━━━ Extract

Name in Japanese: 亀屋左京
Dates: 1782 to 1850
Kameya Sakyō (1782 to 1850) was an Ōmi merchant in the late Edo period. He sold moxa and popularised Ibuki moxa through commercial songs.
Before the advent of European medicine, the Japanese relied on Chinese treatments. Moxibustion was something of a cure-all. It involved drying the aromatic weed mugwort, forming it into lumps or sticks, which were placed on the meridian points specified in Chinese medicine and burned to stimulate the flow of blood and chi. Mugwort grows prolifically on Mt. Ibuki.
Kameya Sakyō was born in 1782, the second son of a moxa merchant in Kashiwabara-juku, the 60th post town on the Nakasendō road in Ōmi. He was commonly known as Shichibei. In the Edo period, the Nakasendō linked Kyōto and today’s Tōkyo through the mountains of central Japan, and it was a major commercial route.

━━━━━━
━━━ Entries supplied

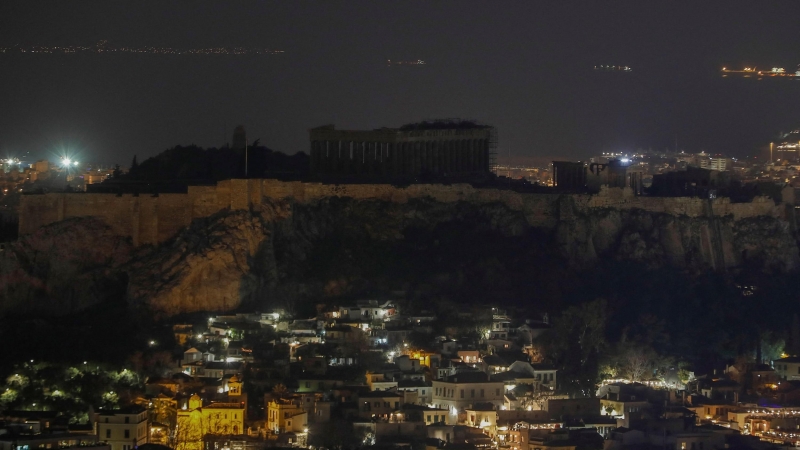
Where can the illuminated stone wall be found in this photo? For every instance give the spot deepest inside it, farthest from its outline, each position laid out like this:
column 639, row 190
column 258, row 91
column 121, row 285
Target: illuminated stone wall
column 154, row 219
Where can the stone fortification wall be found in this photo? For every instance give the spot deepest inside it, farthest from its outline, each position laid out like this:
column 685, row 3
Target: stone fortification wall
column 154, row 219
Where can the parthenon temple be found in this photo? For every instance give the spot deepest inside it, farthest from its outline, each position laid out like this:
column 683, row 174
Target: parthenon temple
column 458, row 148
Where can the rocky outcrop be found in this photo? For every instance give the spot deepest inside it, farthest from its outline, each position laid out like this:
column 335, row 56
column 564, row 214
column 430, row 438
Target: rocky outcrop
column 694, row 243
column 284, row 250
column 208, row 267
column 63, row 268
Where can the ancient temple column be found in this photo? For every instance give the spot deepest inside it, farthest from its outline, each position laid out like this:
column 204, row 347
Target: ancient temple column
column 369, row 158
column 444, row 159
column 313, row 153
column 326, row 156
column 435, row 157
column 459, row 157
column 358, row 157
column 469, row 156
column 423, row 156
column 382, row 157
column 417, row 157
column 453, row 157
column 391, row 149
column 483, row 150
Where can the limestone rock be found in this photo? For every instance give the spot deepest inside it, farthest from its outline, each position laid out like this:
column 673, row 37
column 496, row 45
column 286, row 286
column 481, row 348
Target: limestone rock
column 206, row 268
column 62, row 268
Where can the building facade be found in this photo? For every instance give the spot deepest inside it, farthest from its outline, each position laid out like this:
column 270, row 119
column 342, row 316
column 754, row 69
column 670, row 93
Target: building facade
column 450, row 148
column 123, row 429
column 461, row 391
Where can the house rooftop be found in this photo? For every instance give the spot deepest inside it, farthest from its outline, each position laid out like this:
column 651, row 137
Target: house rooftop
column 379, row 394
column 789, row 359
column 468, row 377
column 133, row 409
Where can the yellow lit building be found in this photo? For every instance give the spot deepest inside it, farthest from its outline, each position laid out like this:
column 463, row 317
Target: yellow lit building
column 196, row 421
column 285, row 415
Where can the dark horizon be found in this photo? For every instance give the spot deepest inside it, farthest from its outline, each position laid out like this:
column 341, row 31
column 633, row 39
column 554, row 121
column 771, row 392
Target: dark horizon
column 525, row 68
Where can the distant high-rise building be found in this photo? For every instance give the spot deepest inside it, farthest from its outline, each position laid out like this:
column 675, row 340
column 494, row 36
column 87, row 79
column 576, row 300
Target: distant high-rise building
column 239, row 138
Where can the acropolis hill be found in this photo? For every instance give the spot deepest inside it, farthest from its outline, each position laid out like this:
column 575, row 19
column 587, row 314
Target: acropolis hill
column 242, row 240
column 154, row 219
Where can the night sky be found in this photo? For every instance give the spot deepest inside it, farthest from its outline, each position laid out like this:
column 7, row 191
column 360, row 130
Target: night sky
column 524, row 66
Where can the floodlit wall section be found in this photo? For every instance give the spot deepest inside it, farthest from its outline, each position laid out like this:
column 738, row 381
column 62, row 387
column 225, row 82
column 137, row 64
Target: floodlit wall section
column 154, row 219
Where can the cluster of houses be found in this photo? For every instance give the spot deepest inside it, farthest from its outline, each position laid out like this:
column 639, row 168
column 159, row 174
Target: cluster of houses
column 386, row 379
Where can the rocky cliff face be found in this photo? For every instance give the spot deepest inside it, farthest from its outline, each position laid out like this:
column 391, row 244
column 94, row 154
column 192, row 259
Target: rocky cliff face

━━━━━━

● **Activity list**:
1/ Condense the paragraph of the Kameya Sakyō text that begins "Before the advent of European medicine" into a short bulleted list that keeps its main facts.
2/ Write the next part of the text on Kameya Sakyō, starting after its final sentence.

● **Responses per task**:
1/
- Before European medicine arrived, the Japanese relied on Chinese treatments.
- Moxibustion served as something of a cure-all.
- Dried mugwort, an aromatic weed, was formed into lumps or sticks.
- These were placed on the meridian points specified in Chinese medicine and burned to stimulate the flow of blood and chi.
- Mugwort grows prolifically on Mt. Ibuki.

2/
When Shichibei was around twenty years old, he went to Edo to peddle moxa. Using the money he earned, he visited the prostitution area, Yoshiwara. He taught the prostitutes a song called “The moxa of Kameya Sakyō from the bottom of Mt. Ibuki”. The song was very popular, and as a result, the name of Ibuki Moxa spread throughout the country.
Shichibei earned a lot of money. He bought fields in Kashiwabara and took a wife, but he inspired the envy of his neighbours and was subjected to violence. He immediately had the story made into a ballad drama which was performed in Osaka and Kyoto with the title “Ibuki Moxa”. It was a big hit, and the fame of the Ibuki Moxa brand grew. Kameya Sakyō thrived more than ever.
Shichibei used his earnings to build a garden behind his mansion, and he opened it to travellers on the road as a resting place, besides selling moxa. This public spiritedness was typical of the sanpō yoshi philosophy of the Ōmi merchants that placed emphasis on social service as well as customer satisfaction.
The ukioe artist Utagawa Hiroshige made a series of prints showing scenes of the Nakasendō, one of which features the Kameya Sakyō shop, and the adjacent garden and rest area. Although cars have replaced the palanquins in the picture, the scene is pretty much the same today.